What the task asks ▸ All lines from the line containing "of the flagpole;" up to and including the last line of the listing below should be echoed exactly; no other lines belong in the response.

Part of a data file
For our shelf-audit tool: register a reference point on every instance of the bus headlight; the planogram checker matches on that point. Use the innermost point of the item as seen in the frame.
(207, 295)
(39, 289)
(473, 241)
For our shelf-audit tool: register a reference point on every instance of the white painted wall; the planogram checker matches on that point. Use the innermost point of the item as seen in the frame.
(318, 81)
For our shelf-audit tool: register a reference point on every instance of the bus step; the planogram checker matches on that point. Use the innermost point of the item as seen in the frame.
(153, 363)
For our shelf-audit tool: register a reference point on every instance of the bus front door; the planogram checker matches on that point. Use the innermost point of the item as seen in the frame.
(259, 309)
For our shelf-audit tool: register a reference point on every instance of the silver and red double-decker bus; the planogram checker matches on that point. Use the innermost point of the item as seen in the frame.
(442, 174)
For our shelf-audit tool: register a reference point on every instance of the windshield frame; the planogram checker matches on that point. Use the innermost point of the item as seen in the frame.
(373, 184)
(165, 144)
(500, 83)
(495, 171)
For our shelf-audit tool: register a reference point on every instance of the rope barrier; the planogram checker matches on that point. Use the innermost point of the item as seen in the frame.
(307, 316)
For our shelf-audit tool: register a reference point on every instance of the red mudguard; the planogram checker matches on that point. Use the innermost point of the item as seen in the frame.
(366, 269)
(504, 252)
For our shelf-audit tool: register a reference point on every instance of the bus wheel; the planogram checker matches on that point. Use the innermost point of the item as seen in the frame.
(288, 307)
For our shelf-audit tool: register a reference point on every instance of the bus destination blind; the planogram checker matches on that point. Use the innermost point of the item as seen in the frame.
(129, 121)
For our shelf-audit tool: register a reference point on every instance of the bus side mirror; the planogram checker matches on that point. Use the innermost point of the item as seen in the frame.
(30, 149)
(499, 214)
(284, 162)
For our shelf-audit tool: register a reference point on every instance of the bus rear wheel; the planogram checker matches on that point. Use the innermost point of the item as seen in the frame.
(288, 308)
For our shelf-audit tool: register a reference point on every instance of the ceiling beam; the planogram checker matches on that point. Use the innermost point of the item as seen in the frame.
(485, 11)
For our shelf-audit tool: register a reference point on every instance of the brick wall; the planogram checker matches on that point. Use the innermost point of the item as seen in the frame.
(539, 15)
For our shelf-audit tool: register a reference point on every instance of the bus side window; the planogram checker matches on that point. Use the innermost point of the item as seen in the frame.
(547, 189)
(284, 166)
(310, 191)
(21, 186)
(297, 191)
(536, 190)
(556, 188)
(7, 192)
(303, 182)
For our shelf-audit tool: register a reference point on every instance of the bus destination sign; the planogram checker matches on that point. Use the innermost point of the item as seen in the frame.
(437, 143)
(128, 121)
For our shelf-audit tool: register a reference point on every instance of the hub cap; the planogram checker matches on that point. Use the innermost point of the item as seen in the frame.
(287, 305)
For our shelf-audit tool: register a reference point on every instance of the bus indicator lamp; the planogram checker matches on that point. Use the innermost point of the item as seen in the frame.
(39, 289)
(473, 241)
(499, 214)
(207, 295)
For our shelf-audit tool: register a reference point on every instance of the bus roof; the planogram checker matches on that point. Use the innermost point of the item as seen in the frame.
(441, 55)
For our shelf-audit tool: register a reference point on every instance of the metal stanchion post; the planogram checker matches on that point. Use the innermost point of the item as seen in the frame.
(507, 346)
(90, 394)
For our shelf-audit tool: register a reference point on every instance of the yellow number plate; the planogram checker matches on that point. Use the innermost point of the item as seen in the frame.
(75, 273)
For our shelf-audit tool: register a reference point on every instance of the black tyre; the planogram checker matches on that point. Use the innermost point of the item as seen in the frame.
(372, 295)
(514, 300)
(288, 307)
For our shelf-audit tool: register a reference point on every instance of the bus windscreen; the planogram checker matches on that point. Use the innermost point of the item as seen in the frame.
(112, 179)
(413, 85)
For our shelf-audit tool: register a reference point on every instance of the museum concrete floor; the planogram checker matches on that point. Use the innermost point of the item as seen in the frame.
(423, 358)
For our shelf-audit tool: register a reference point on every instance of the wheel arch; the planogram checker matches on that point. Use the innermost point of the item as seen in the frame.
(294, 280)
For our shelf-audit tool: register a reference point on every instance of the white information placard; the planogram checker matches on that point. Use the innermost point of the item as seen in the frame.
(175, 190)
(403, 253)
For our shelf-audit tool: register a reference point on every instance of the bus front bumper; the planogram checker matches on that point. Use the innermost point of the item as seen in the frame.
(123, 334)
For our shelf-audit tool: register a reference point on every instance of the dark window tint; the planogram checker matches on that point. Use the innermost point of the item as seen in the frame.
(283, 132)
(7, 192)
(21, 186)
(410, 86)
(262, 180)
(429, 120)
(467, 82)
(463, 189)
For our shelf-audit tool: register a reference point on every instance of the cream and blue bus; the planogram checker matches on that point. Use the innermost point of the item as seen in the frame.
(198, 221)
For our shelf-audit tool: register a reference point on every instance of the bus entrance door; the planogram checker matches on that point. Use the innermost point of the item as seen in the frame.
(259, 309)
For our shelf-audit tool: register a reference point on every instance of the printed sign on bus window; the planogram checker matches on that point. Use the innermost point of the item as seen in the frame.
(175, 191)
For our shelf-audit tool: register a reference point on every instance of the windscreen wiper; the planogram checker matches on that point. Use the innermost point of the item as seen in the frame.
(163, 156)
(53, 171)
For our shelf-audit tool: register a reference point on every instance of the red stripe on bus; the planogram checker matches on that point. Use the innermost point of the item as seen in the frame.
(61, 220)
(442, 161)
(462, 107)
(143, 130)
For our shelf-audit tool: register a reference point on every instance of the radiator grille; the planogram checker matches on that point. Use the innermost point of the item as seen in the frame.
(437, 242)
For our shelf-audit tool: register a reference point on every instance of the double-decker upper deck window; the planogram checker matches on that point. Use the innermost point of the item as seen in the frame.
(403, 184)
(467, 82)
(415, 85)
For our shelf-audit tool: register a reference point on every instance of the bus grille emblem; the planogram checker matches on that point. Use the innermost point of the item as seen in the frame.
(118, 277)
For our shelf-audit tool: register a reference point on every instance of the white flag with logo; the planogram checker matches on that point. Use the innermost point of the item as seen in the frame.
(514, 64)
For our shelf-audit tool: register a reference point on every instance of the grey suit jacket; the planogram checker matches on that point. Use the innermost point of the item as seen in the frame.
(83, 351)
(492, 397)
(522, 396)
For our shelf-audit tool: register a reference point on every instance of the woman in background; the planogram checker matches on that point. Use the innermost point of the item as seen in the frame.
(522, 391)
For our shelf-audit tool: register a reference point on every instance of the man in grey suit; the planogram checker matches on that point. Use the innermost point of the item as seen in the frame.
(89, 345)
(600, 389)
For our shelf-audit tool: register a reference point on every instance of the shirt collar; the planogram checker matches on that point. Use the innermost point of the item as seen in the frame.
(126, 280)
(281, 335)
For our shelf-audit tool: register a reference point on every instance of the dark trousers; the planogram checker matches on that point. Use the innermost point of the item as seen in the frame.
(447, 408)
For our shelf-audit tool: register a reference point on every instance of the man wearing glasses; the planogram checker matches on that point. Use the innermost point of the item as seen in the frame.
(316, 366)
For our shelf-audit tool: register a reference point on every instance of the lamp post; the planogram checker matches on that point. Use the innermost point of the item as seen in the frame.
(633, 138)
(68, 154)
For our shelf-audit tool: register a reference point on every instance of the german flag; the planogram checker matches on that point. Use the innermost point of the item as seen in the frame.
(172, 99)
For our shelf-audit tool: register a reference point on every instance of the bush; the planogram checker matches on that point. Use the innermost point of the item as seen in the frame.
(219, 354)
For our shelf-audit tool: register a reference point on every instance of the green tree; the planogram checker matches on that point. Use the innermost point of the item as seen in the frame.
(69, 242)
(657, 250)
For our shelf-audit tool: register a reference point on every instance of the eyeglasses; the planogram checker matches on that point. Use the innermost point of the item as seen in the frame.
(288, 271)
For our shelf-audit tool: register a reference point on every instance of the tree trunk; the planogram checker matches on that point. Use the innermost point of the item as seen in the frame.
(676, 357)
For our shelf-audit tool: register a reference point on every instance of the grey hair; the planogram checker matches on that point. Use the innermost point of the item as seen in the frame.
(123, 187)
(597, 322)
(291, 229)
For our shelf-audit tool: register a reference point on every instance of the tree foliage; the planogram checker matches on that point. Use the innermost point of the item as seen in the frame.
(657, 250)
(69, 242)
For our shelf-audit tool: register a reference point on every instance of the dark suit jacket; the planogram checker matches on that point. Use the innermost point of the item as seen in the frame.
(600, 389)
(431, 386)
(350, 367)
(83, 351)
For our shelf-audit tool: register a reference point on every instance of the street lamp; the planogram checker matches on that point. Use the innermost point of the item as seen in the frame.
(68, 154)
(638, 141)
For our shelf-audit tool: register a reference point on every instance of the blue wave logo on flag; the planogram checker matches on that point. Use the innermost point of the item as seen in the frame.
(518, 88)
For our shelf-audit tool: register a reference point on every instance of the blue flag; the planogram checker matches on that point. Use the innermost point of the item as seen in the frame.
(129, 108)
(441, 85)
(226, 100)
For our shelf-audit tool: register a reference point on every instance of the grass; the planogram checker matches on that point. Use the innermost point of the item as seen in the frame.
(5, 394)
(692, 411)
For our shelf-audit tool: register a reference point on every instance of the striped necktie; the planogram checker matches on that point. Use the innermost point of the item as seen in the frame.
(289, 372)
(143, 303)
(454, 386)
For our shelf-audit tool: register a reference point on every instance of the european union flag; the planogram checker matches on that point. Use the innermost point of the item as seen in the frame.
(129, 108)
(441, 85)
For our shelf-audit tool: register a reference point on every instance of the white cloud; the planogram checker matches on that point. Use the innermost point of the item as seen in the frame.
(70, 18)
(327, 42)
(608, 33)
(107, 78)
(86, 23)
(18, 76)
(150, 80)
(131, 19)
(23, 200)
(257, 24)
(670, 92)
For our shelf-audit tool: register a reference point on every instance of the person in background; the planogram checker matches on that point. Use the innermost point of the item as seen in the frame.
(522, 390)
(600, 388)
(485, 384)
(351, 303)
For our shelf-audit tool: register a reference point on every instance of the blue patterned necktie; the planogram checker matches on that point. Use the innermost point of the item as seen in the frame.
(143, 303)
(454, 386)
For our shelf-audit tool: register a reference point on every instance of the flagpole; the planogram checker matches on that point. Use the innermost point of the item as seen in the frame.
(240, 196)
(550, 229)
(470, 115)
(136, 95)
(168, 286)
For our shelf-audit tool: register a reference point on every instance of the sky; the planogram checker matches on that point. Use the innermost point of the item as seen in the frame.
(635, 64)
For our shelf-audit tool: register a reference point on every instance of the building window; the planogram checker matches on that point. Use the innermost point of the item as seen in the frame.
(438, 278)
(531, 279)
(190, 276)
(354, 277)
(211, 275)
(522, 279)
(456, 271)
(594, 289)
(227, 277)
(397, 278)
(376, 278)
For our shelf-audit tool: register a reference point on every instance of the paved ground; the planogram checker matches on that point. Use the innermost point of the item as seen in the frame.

Written answer ▸
For our shelf-audit tool: register a reference point on every instance of the flagpole; the planogram checker matches on that point. Use the innermost point of the item as seen in the frame.
(240, 196)
(550, 229)
(470, 115)
(136, 95)
(168, 286)
For our shelf-audit tool: register a reference point on every instance of the sky; the planogram checker matches on that point. Use the innermost point of the item as seen in the frame.
(635, 64)
For our shelf-audit tool: register a reference point on every instance of the building window; the planogram checker matches on that point. Use the innermost point of the item as seen in the frame.
(438, 278)
(531, 279)
(190, 276)
(354, 277)
(211, 275)
(522, 279)
(456, 271)
(594, 289)
(227, 277)
(397, 278)
(376, 278)
For our shelf-audit tool: register a reference point on every instance of the paved ground; the planogram checker matches on that point. Use the innermost point of the item as seen in the frame.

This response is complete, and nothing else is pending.